AVAILABLE RECORDS –
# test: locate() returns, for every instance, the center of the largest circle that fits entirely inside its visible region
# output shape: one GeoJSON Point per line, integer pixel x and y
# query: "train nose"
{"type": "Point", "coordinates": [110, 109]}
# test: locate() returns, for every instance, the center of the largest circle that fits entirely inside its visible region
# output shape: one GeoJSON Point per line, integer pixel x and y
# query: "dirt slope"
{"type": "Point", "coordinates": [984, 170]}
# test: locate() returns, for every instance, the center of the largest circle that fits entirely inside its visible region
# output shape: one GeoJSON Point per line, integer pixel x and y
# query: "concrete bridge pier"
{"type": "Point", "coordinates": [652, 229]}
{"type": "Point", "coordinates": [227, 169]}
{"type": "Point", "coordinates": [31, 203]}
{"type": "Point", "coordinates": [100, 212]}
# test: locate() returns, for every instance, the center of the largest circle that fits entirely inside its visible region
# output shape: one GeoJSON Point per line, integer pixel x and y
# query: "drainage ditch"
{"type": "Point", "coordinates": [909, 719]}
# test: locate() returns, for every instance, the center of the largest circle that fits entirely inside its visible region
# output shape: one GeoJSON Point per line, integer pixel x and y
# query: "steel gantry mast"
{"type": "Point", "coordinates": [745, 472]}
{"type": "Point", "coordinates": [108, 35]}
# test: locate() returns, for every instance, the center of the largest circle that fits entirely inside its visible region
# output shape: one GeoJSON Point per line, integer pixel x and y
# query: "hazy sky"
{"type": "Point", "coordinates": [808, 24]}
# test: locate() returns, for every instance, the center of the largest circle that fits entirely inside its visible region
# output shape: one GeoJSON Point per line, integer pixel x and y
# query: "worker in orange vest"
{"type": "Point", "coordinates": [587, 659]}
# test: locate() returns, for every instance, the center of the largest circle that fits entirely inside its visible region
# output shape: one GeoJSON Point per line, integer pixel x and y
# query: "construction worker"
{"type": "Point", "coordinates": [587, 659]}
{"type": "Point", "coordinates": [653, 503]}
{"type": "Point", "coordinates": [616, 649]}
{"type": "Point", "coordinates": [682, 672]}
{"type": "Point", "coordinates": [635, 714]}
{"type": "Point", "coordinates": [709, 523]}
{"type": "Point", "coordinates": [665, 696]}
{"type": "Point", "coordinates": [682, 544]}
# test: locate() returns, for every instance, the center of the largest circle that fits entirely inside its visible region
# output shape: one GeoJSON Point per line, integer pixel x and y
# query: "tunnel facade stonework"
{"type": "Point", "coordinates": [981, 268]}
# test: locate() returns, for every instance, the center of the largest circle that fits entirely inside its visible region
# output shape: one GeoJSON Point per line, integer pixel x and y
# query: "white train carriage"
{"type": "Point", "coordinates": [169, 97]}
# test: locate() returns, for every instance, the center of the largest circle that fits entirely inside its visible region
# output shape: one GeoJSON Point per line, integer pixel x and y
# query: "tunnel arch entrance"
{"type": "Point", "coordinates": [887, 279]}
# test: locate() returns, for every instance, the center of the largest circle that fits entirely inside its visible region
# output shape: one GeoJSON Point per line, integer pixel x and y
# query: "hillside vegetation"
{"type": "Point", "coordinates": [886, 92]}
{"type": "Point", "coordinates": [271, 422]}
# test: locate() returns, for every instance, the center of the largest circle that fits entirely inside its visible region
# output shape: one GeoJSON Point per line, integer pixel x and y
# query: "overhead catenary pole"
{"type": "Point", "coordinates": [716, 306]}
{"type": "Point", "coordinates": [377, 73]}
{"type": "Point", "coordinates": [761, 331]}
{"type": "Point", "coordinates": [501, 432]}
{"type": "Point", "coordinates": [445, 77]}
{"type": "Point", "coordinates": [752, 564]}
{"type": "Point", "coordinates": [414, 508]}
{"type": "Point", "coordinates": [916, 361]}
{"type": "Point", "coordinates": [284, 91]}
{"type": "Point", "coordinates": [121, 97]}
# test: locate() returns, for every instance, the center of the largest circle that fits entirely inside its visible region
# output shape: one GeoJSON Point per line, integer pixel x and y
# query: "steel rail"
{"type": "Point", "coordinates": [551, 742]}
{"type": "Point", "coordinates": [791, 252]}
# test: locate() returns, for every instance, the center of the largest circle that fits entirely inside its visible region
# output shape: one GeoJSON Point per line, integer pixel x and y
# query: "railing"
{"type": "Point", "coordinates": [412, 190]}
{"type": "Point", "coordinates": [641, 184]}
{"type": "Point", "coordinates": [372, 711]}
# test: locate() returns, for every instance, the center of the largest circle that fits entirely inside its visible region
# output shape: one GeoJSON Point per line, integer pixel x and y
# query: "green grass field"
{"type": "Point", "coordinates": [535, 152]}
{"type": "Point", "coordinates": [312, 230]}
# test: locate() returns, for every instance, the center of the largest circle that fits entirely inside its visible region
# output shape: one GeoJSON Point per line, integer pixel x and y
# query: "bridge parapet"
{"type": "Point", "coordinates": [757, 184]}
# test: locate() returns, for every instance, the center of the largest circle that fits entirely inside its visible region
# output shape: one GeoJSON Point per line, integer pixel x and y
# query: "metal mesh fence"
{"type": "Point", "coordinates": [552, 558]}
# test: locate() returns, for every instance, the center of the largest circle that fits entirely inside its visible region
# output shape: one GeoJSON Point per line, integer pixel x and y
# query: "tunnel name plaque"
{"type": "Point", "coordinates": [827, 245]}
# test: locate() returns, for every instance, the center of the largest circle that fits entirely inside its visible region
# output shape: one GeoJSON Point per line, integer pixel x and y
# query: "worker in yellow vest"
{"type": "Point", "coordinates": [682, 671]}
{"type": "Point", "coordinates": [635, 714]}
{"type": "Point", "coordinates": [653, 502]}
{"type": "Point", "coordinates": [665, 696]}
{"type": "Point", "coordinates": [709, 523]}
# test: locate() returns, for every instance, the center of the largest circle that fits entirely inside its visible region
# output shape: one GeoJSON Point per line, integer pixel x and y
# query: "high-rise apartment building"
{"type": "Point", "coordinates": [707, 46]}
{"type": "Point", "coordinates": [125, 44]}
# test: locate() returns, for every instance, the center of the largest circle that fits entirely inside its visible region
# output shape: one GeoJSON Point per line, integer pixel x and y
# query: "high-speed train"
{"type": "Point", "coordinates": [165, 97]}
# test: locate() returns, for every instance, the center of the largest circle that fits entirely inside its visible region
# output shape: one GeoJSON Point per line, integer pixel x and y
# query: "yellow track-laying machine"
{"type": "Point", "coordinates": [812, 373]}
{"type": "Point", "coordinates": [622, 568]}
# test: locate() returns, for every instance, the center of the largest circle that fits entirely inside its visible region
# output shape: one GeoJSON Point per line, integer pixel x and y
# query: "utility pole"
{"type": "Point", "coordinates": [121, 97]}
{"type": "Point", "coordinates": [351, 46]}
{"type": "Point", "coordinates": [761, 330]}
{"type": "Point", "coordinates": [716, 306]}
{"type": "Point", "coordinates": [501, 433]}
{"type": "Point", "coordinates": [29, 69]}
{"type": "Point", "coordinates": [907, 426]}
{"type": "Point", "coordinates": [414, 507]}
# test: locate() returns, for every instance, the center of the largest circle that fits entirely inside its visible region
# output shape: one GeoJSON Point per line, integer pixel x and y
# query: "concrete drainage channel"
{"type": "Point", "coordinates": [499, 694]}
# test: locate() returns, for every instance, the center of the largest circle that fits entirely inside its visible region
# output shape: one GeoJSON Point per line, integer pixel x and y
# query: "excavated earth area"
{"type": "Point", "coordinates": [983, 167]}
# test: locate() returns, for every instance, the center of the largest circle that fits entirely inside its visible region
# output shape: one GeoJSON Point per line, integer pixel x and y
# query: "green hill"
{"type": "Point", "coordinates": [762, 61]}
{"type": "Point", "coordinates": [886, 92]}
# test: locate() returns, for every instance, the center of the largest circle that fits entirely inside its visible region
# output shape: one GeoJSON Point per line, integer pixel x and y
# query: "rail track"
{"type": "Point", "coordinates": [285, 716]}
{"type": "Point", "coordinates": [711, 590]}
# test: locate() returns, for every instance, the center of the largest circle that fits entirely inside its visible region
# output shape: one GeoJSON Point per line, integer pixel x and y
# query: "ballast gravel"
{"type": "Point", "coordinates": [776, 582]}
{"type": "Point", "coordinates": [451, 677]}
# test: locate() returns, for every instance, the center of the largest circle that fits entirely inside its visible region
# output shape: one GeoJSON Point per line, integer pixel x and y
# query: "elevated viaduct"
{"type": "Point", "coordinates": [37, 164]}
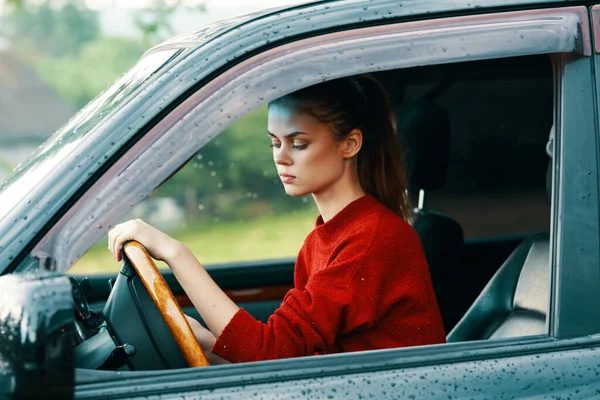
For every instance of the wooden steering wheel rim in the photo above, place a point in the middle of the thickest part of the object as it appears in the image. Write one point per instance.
(165, 302)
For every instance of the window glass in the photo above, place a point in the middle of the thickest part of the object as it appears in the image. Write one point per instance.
(226, 203)
(500, 116)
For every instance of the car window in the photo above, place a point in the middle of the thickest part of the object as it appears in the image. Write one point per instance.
(58, 148)
(226, 203)
(500, 116)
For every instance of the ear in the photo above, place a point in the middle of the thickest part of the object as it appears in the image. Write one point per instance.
(352, 143)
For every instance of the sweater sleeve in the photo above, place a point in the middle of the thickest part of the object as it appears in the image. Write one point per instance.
(307, 322)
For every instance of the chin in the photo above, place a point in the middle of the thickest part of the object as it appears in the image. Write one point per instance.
(295, 191)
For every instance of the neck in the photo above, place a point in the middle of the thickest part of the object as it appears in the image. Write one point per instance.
(333, 199)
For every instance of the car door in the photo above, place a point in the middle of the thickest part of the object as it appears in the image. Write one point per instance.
(560, 362)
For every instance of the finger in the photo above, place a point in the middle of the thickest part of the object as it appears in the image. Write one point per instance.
(110, 239)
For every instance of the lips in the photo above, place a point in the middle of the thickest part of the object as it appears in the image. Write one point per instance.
(287, 178)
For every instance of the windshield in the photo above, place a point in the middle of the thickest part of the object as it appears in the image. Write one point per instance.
(60, 146)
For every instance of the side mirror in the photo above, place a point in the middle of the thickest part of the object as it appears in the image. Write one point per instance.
(36, 336)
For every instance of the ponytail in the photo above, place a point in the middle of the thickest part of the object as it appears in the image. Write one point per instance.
(381, 170)
(360, 102)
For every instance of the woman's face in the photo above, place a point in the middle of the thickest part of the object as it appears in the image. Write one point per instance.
(307, 156)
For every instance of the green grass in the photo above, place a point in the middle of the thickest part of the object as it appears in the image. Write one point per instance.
(218, 242)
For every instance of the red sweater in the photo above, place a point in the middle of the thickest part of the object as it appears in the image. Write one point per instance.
(361, 282)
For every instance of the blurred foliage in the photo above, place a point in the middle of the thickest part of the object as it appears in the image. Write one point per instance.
(233, 176)
(155, 22)
(79, 78)
(56, 32)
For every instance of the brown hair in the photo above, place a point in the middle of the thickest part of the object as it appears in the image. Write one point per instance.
(360, 102)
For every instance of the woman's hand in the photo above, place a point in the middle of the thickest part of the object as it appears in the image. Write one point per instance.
(160, 246)
(207, 341)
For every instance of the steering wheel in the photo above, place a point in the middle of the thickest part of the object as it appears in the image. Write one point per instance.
(166, 304)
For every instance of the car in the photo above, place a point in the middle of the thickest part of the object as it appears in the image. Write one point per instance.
(496, 104)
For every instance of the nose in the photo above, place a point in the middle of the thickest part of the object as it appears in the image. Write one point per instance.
(282, 155)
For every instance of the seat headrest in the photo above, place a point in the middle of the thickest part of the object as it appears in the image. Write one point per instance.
(533, 285)
(424, 135)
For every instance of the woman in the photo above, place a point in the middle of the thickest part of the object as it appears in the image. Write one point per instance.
(361, 281)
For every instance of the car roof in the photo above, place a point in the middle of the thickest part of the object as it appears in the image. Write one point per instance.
(328, 15)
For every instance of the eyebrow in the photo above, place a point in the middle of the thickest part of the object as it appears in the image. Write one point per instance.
(289, 135)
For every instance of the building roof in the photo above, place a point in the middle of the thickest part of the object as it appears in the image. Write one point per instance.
(30, 111)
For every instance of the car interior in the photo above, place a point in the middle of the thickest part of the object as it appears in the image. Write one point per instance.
(474, 135)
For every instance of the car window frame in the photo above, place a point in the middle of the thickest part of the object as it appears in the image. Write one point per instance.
(189, 113)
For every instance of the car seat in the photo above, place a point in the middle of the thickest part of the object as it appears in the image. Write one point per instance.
(424, 135)
(515, 301)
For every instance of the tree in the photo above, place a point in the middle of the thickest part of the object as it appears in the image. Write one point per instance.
(154, 22)
(54, 31)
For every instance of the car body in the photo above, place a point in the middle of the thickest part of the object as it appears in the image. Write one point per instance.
(136, 134)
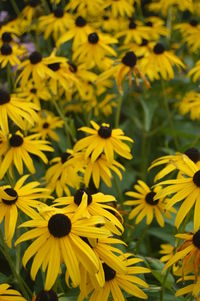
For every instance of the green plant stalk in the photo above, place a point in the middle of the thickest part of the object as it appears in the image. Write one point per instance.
(15, 7)
(118, 111)
(10, 77)
(22, 285)
(141, 239)
(169, 116)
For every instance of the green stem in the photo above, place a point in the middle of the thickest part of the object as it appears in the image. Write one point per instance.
(23, 287)
(62, 116)
(119, 105)
(15, 7)
(163, 285)
(141, 239)
(169, 116)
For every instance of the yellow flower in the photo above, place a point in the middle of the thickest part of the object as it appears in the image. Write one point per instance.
(36, 67)
(17, 109)
(10, 54)
(47, 125)
(159, 63)
(103, 138)
(8, 294)
(190, 104)
(25, 197)
(95, 49)
(17, 149)
(188, 252)
(121, 8)
(97, 204)
(58, 239)
(78, 31)
(57, 175)
(56, 23)
(146, 204)
(190, 32)
(195, 71)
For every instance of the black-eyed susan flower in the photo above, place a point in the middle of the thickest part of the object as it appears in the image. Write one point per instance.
(195, 72)
(86, 7)
(134, 32)
(78, 31)
(57, 240)
(188, 253)
(146, 204)
(95, 49)
(172, 162)
(17, 109)
(156, 28)
(56, 23)
(101, 169)
(10, 54)
(18, 149)
(190, 104)
(63, 173)
(190, 32)
(127, 66)
(97, 204)
(193, 288)
(103, 139)
(159, 63)
(47, 124)
(36, 67)
(8, 294)
(30, 10)
(121, 8)
(45, 295)
(115, 281)
(25, 197)
(186, 188)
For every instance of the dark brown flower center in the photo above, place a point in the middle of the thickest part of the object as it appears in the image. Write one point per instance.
(108, 272)
(6, 49)
(158, 48)
(196, 239)
(193, 154)
(93, 38)
(4, 97)
(13, 193)
(16, 140)
(196, 178)
(58, 13)
(80, 21)
(150, 198)
(78, 197)
(129, 59)
(59, 225)
(46, 296)
(6, 37)
(193, 22)
(54, 66)
(35, 57)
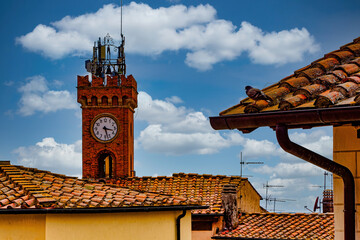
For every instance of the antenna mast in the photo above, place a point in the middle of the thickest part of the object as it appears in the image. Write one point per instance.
(267, 186)
(121, 19)
(102, 64)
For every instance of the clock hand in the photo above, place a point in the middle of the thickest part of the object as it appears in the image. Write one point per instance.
(105, 128)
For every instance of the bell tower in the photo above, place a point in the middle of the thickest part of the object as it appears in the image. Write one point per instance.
(107, 101)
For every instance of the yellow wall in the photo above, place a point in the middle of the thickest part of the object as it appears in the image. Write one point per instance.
(202, 235)
(347, 153)
(132, 226)
(22, 226)
(248, 199)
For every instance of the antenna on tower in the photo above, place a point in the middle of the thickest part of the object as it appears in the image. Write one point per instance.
(101, 63)
(279, 200)
(243, 163)
(121, 19)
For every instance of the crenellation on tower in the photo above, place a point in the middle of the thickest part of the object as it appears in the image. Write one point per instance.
(108, 103)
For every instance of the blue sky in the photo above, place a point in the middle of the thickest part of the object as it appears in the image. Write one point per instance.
(191, 60)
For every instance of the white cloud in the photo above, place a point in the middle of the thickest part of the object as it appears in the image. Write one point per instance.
(290, 170)
(316, 141)
(52, 156)
(151, 31)
(178, 130)
(36, 97)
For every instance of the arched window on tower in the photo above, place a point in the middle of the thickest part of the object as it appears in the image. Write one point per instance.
(83, 101)
(115, 101)
(94, 101)
(105, 166)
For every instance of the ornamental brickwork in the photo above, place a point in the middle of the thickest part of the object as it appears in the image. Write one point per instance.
(113, 97)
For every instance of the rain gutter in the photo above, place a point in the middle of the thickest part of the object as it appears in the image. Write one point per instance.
(281, 121)
(329, 165)
(296, 118)
(98, 210)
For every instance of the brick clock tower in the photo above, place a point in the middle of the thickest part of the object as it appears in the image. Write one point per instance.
(108, 102)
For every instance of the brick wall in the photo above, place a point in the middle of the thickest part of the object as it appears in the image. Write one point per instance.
(118, 98)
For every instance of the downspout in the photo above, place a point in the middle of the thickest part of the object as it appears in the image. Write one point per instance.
(329, 165)
(178, 224)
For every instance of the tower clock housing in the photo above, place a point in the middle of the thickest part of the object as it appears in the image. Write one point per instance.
(108, 105)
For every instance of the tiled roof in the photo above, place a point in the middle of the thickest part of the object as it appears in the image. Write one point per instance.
(331, 81)
(204, 188)
(282, 226)
(22, 187)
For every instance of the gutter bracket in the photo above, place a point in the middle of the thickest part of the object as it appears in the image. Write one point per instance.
(329, 165)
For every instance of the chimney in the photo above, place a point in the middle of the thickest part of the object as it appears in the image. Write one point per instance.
(229, 203)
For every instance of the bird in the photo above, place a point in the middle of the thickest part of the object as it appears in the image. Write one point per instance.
(256, 94)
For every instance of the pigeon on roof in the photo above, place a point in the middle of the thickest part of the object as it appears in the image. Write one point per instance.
(256, 94)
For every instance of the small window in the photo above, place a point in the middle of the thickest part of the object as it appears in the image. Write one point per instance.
(104, 100)
(115, 101)
(94, 101)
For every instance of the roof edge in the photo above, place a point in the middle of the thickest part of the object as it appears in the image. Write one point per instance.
(302, 118)
(98, 210)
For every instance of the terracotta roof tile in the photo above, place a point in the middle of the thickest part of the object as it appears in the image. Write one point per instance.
(282, 226)
(31, 188)
(196, 187)
(327, 82)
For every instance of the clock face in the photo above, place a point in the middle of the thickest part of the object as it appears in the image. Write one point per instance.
(104, 128)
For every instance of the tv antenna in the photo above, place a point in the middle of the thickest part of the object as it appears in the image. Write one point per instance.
(267, 197)
(317, 205)
(279, 200)
(242, 163)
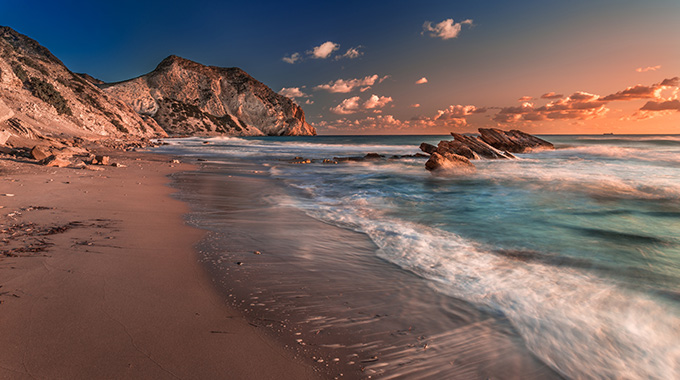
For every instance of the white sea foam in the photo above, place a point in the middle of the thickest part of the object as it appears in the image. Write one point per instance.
(581, 325)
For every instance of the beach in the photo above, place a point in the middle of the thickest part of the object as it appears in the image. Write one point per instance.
(110, 286)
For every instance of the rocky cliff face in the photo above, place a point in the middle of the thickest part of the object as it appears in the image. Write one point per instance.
(187, 98)
(39, 96)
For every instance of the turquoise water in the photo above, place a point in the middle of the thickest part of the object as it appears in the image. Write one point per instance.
(579, 248)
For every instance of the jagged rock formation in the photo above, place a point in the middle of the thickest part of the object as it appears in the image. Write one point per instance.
(188, 98)
(40, 97)
(463, 148)
(513, 141)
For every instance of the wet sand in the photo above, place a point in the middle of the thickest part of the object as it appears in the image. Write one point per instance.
(322, 291)
(99, 279)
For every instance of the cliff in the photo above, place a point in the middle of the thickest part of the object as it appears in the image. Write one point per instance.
(39, 96)
(187, 98)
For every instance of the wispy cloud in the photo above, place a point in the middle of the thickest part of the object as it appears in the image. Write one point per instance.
(344, 86)
(667, 105)
(446, 29)
(580, 106)
(324, 50)
(644, 92)
(348, 106)
(293, 58)
(648, 68)
(292, 92)
(551, 95)
(452, 117)
(353, 105)
(375, 102)
(351, 53)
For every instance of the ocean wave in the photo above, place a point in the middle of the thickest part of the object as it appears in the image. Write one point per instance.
(619, 152)
(581, 325)
(607, 181)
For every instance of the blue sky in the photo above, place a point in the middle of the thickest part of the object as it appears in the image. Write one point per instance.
(508, 50)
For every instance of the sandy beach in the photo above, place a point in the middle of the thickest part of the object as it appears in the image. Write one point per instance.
(99, 279)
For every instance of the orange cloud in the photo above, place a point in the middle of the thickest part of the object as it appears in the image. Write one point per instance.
(644, 92)
(579, 105)
(344, 86)
(348, 106)
(551, 95)
(649, 68)
(375, 102)
(662, 105)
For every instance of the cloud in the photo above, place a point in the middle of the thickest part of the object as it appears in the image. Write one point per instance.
(457, 112)
(348, 106)
(292, 92)
(353, 105)
(351, 53)
(580, 106)
(665, 105)
(344, 86)
(649, 68)
(293, 58)
(644, 92)
(446, 29)
(375, 102)
(551, 95)
(324, 50)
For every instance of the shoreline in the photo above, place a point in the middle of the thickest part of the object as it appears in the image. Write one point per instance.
(110, 285)
(322, 291)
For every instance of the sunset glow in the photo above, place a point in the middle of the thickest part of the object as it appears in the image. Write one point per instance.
(408, 68)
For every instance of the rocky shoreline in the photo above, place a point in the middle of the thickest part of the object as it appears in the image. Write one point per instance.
(492, 143)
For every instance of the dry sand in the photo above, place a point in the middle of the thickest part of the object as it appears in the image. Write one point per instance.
(108, 284)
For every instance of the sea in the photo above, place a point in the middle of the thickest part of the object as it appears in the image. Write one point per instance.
(561, 263)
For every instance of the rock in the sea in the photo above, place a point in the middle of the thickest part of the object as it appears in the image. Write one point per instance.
(449, 162)
(428, 148)
(456, 147)
(480, 147)
(513, 141)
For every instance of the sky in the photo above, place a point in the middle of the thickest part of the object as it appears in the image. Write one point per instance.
(399, 67)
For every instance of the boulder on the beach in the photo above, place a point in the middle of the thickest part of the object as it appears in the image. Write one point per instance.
(100, 160)
(449, 162)
(373, 156)
(513, 141)
(40, 153)
(480, 147)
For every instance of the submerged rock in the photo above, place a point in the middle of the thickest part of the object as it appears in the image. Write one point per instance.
(449, 162)
(514, 141)
(480, 147)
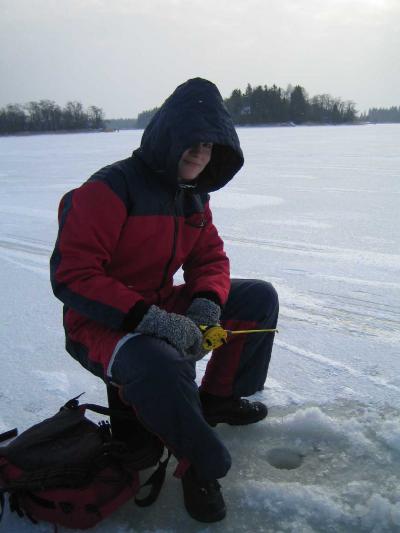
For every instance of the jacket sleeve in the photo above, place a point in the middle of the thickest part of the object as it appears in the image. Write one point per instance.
(206, 270)
(91, 219)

WHAT NEEDS TO BE DONE –
All lines from the one that has "For every instance of the jacket" through the end of the material above should be returned exactly; omit the rest.

ANSWER TO THE EXERCISE –
For every instance of the jacket sleeve in the photo above, place a point in the middle of the thickest part of the object as it appears in the image. Write one point per instance.
(206, 270)
(91, 219)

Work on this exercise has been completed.